» **PROVIDED ENTRIES**
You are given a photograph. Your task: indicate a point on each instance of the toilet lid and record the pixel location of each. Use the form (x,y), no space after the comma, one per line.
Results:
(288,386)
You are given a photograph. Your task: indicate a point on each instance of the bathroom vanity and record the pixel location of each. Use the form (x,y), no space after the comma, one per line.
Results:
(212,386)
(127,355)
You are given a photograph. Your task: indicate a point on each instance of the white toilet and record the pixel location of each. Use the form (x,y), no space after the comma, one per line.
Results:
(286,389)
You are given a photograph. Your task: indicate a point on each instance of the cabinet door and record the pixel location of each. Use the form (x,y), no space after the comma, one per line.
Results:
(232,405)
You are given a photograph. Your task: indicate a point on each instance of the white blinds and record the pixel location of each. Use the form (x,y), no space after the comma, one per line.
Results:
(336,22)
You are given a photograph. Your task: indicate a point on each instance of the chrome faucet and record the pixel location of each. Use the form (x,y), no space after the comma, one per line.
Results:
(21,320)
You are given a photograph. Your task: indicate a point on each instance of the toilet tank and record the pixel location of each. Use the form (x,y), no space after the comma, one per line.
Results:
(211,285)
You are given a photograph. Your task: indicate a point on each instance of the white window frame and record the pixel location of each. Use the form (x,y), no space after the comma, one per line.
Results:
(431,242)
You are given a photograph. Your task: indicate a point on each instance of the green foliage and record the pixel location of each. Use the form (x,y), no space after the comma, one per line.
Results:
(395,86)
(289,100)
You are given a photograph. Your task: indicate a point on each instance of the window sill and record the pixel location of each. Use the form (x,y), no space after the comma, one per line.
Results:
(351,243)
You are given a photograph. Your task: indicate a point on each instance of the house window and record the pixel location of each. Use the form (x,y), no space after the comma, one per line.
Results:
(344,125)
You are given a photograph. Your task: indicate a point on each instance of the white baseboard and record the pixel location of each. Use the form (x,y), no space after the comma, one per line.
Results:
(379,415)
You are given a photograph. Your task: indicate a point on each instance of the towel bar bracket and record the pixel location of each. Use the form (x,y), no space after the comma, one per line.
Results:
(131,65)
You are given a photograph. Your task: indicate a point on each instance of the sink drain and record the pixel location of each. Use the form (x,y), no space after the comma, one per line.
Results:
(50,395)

» **REQUIREMENT**
The whole listing above needs to be reproduced exactly.

» **RESULT OF THIS TASK**
You are given a photograph. Your task: indicate a point on each instance of the toilet lid and record the pixel location of each. Use the form (x,y), no space after the comma, one per line.
Results:
(288,386)
You are given a photograph. Your task: indicate a point on each instance of the bathroom vanity and record the pixel location of each. Use the form (x,y), no space after the comma, one per line.
Results:
(212,386)
(127,355)
You are given a photograph. Your task: indicate a point on each instance of the white toilet and record the pixel location of each. Use the form (x,y), no space after the comma, one per line.
Results:
(286,389)
You are given a photograph. Your task: indicate a point on each instance of the cabinet door and record the pixel location of each. Use the form (x,y), no space after the comma, one per line.
Results:
(232,405)
You are given a photograph. Your task: indicate a point on each instance of the white blinds and record the pixel location of each. Use the form (x,y), no space after the comma, one per line.
Results:
(336,22)
You are given a photograph. Your task: indicate a point on each instance of the chrome faucet and record the pixel location of each. Use the form (x,y), no space after the comma, one per line.
Results:
(21,320)
You are given a photograph. Your task: indicate a point on each instance of the toilet tank and record the pixel location of each. Use the form (x,y), no space after the comma, one per line.
Results:
(211,285)
You are given a photograph. Your task: indicate a point on each instance of the white window frame and record the pixel location of each. Use the form (x,y), no space after the comma, one per line.
Results:
(431,242)
You are given a photograph. Your task: indicate a point on each instance of the green foliage and record the pixel location of each. Use the form (x,y), no space after the comma, one per line.
Results:
(395,86)
(289,100)
You are given a photograph. Your task: indicate a point on each instance of the window sill and record the pixel location of each. Use the form (x,y), no space after the comma, one per line.
Results:
(351,243)
You are given a photograph. Your task: indicate a point on each instance of the house window and record the pixel location of each. Use the form (x,y), no space after the comma, one per line.
Results:
(344,125)
You are given a photograph. Your task: indicate a point on each instance of the white baseboard and record the pixel location of each. Use the form (x,y), no space after the comma, one per line.
Results:
(379,415)
You are given a photograph. Your task: indicate a point on each instance of the towel bar bracket and record the pixel location of each. Use the form (x,y), no space after the comma, one per line.
Results:
(131,65)
You are given a photograph. Your task: indicate a point on each instance of the sink drain and record the pixel location of each. Use the form (x,y), no space after the comma, one per line.
Results:
(50,395)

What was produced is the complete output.